##### EXERCISE MATERIAL #####

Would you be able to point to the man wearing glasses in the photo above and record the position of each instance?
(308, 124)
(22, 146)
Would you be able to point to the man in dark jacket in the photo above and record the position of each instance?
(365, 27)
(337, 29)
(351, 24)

#####

[WHAT YOU WILL DO]: An exact copy of all the records is the only acceptable answer.

[ANSWER SPACE]:
Would you be able to point to the man wearing glasses in the photo above and record the position of each instance?
(308, 124)
(22, 146)
Would you be able to point to the man in dark jacket in the photo above and record the position of each instance?
(365, 27)
(337, 29)
(351, 24)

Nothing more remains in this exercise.